Trappist the monk (talk) 13:50, 20 September 2014 (UTC)
Er, I followed your link, and it doesn't say that "only IE doesn't support <bdi>...</bdi>"; it says "Internet Explorer, Safari and Opera do not support bdi." --Redrose64 (talk) 15:28, 20 September 2014 (UTC)
Allow me to clarify what I think the that page says. I think that the first listed basic test, 'bdi has dir=auto by default' is the result that matters to us. Because the default dir=auto is how we will be using <bdi>...</bdi>, then it would seem that the basic test results indicate that all but IE 'support' <bdi>...</bdi>.
I have current versions of Chrome and Opera. Both of them render the Hebrew portion of this citation's title correctly:
Tova Green (6 May 2010). 12 ימים (in Hebrew). Maybe So. Retrieved 15 May 2010. {{cite book}}: Invalid |script-title=: missing prefix (help); Unknown parameter |trans_title= ignored (|trans-title= suggested) (help)
(where I understand that correctly is four Hebrew characters, a space, followed by '12' – reading left to right)
Anyone out there have current versions of Firefox, Safari, and IE? Run the test at the link above; for example click the link 'bdi has dir=auto by default'.
Trappist the monk (talk) 16:54, 20 September 2014 (UTC)
After looking into it some more, it seems that every browser implements the Unicode birectional algorithm, which normally works well. But it has trouble when neutral characters or characters with weak directionality (numbers) occur at the boundaries between opposite-direction runs. "12 ימים " might to be a special case of this. This thread about XeTeX and the bidi algorithm has an example of an arabic page about Lionel Messi, where the citations at the bottom of the page are messed up, even on Wikipedia. That looks like what we are trying to prevent. Wrapping the title in <bdi>...</bdi> would probably fix it. The title string would get the direction of its first strongly directional character and wouldn't be affected by neighboring strings.
The reason I still feel kind of reluctant to do it is, <bdi>...</bdi> is 11 bytes. With a lot of cites, that could add a considerable amount of data to everyone's download, on every page. Would it work to look at the first byte in the title string and wrap the title in <bdi>...</bdi> if it's a number or another weak character? --Margin1522 (talk) 22:30, 20 September 2014 (UTC)

▶ _REQUIRED ACTIONS_
1. Please list every web browser named in the talk-page discussion.
2. According to the talk-page discussion, how many bytes does <bdi>...</bdi> add?

▶ _RECORDED INFORMATION_
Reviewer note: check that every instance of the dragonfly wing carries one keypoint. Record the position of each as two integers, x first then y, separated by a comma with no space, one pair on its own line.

▶ _EXERCISE RESPONSES_
1. Internet Explorer (IE), Safari, Opera, Chrome, Firefox

2. 11 bytes.